- Exercise instructions
Make an exact copy of the lines below.

======== Extracted information ========

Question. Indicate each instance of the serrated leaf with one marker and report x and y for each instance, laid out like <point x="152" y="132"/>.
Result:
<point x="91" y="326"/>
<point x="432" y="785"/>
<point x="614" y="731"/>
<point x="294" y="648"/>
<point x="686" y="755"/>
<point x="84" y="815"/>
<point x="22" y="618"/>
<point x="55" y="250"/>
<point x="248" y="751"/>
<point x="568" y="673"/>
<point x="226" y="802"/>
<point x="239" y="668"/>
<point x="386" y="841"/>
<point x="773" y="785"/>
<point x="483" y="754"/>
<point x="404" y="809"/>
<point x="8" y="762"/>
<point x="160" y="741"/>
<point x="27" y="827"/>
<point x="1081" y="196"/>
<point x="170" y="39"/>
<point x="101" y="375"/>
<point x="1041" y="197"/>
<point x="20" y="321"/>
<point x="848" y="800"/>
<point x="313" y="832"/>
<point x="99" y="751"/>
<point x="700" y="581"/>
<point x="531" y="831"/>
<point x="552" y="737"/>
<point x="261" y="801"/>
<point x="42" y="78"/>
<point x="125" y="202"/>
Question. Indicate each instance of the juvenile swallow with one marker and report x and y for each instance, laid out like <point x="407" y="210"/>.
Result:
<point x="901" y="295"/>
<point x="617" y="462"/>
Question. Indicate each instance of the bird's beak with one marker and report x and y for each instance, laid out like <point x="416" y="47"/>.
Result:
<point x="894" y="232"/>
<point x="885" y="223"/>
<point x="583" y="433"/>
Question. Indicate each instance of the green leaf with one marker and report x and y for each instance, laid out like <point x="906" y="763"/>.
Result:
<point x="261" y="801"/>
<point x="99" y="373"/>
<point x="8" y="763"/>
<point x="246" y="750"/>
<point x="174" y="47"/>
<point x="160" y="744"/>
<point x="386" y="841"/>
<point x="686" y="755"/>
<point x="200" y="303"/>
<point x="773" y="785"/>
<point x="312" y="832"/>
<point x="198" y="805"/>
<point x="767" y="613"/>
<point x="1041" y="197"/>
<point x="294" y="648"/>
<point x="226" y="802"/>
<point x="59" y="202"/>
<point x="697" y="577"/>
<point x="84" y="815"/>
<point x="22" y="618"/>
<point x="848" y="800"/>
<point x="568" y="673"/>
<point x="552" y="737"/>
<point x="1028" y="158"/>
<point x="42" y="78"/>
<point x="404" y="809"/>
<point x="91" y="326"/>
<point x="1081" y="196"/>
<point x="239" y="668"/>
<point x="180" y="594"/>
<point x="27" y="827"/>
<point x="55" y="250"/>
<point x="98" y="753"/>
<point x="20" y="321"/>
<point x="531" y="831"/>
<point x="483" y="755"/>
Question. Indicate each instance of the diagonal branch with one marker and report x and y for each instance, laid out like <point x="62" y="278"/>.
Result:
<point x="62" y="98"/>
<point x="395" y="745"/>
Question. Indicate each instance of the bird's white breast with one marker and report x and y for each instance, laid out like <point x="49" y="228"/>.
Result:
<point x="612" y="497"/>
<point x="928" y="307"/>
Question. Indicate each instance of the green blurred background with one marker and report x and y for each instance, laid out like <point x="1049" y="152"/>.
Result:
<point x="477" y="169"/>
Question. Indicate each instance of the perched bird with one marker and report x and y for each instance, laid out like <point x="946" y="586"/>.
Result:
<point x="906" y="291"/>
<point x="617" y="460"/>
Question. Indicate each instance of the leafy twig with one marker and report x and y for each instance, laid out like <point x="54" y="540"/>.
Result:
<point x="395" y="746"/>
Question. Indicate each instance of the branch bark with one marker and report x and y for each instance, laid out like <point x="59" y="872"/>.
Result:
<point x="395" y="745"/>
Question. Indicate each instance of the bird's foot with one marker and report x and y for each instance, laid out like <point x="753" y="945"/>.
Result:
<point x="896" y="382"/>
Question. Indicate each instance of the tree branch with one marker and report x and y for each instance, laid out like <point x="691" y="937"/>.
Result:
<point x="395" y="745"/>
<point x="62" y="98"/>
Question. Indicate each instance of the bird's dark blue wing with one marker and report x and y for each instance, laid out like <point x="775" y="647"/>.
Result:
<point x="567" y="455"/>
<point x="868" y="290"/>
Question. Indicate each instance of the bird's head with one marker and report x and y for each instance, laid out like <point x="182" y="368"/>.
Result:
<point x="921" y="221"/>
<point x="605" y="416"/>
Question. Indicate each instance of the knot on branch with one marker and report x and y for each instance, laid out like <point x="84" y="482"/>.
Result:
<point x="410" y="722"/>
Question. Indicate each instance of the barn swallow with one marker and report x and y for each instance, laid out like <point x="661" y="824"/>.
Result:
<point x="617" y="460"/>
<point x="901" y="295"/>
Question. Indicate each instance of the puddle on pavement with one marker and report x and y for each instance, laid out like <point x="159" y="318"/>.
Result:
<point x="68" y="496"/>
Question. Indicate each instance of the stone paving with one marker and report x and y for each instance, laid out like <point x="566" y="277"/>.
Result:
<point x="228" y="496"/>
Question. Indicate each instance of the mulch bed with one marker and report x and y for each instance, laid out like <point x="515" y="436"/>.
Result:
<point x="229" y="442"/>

========

- Written response
Question. Indicate each instance of the serrated leaf with one marker and report x and y for each instance, laid out like <point x="152" y="132"/>.
Result:
<point x="91" y="326"/>
<point x="432" y="785"/>
<point x="614" y="731"/>
<point x="294" y="648"/>
<point x="686" y="755"/>
<point x="84" y="815"/>
<point x="22" y="618"/>
<point x="55" y="250"/>
<point x="248" y="751"/>
<point x="568" y="673"/>
<point x="226" y="802"/>
<point x="239" y="668"/>
<point x="386" y="841"/>
<point x="773" y="785"/>
<point x="483" y="754"/>
<point x="404" y="809"/>
<point x="8" y="762"/>
<point x="160" y="741"/>
<point x="27" y="827"/>
<point x="1081" y="196"/>
<point x="170" y="39"/>
<point x="101" y="375"/>
<point x="1041" y="197"/>
<point x="20" y="321"/>
<point x="848" y="800"/>
<point x="313" y="832"/>
<point x="99" y="751"/>
<point x="700" y="581"/>
<point x="531" y="831"/>
<point x="552" y="737"/>
<point x="261" y="801"/>
<point x="42" y="78"/>
<point x="125" y="202"/>
Question. Indicate each instance of the juvenile swallow with one marker and report x and y for each instance, laid out like <point x="407" y="210"/>.
Result:
<point x="901" y="295"/>
<point x="617" y="462"/>
Question. Indicate each instance of the bird's beak with one marker and report x and y for each instance, laid out like <point x="416" y="47"/>.
Result:
<point x="894" y="232"/>
<point x="885" y="223"/>
<point x="583" y="433"/>
Question. Indicate each instance of the green leaf with one marker and report x and y for each instance, laid out like <point x="906" y="763"/>.
Result:
<point x="261" y="801"/>
<point x="99" y="373"/>
<point x="8" y="763"/>
<point x="246" y="750"/>
<point x="174" y="47"/>
<point x="160" y="744"/>
<point x="386" y="841"/>
<point x="686" y="755"/>
<point x="200" y="303"/>
<point x="773" y="785"/>
<point x="312" y="832"/>
<point x="198" y="805"/>
<point x="767" y="613"/>
<point x="1041" y="197"/>
<point x="294" y="648"/>
<point x="226" y="802"/>
<point x="59" y="202"/>
<point x="697" y="577"/>
<point x="84" y="815"/>
<point x="22" y="618"/>
<point x="848" y="800"/>
<point x="568" y="673"/>
<point x="552" y="737"/>
<point x="1028" y="158"/>
<point x="42" y="78"/>
<point x="404" y="809"/>
<point x="91" y="326"/>
<point x="1081" y="196"/>
<point x="239" y="668"/>
<point x="180" y="594"/>
<point x="27" y="827"/>
<point x="55" y="250"/>
<point x="98" y="753"/>
<point x="20" y="321"/>
<point x="531" y="831"/>
<point x="483" y="755"/>
Question. Indicate each instance of the diagonal branch with one marker and report x and y for each instance, laid out like <point x="62" y="278"/>.
Result:
<point x="62" y="98"/>
<point x="395" y="745"/>
Question. Indicate each instance of the bird's white breast with one marker and report x and y for each instance, laid out like <point x="49" y="228"/>.
Result:
<point x="612" y="497"/>
<point x="928" y="307"/>
Question. Indicate each instance of the green blurred background with one marker and report x and y for each instance, laid out like <point x="1049" y="152"/>.
Result:
<point x="477" y="169"/>
Question. Indicate each instance of the perched bird with one marker and report x and y for each instance, laid out like <point x="946" y="586"/>.
Result:
<point x="906" y="291"/>
<point x="617" y="460"/>
Question. Indicate each instance of the leafy twig with one marker and report x and y for each instance, laid out like <point x="54" y="540"/>.
Result:
<point x="395" y="746"/>
Question. Indicate each instance of the branch bark with one marker and report x and y for each instance, laid out like <point x="59" y="872"/>.
Result:
<point x="395" y="745"/>
Question. Indicate each instance of the bird's foot with one marker and report x and y for each instance, laid out like <point x="753" y="945"/>.
Result:
<point x="896" y="382"/>
Question. Indicate each instance of the tree branch with one marker and report x and y for each instance, laid out like <point x="691" y="937"/>.
Result:
<point x="395" y="745"/>
<point x="62" y="98"/>
Question. Indicate each instance of the bird's dark blue wing with one marker and report x and y for each instance, laid out like <point x="775" y="647"/>.
Result:
<point x="567" y="455"/>
<point x="868" y="290"/>
Question. Indicate each instance of the bird's head with one marker and report x and y for each instance, laid out like <point x="182" y="368"/>.
Result:
<point x="921" y="221"/>
<point x="605" y="416"/>
Question. Indicate each instance of the knot on branch with one marker and report x and y for each instance, laid out like <point x="84" y="482"/>.
Result:
<point x="410" y="722"/>
Question. Indicate each instance of the barn swallow with one marker and report x and y for each instance, laid out like <point x="661" y="824"/>.
Result:
<point x="617" y="460"/>
<point x="901" y="295"/>
Question. Indicate each instance of the puddle on pavement with one marker and report x and y for each instance, laid out like <point x="159" y="318"/>.
Result:
<point x="68" y="496"/>
Question. Indicate each instance of the stone paving with one marker and report x and y for each instance, laid out like <point x="566" y="277"/>.
Result:
<point x="228" y="496"/>
Question. Indicate each instance of the mulch bed with one marker and report x and y for each instance, laid out like <point x="515" y="436"/>.
Result:
<point x="229" y="442"/>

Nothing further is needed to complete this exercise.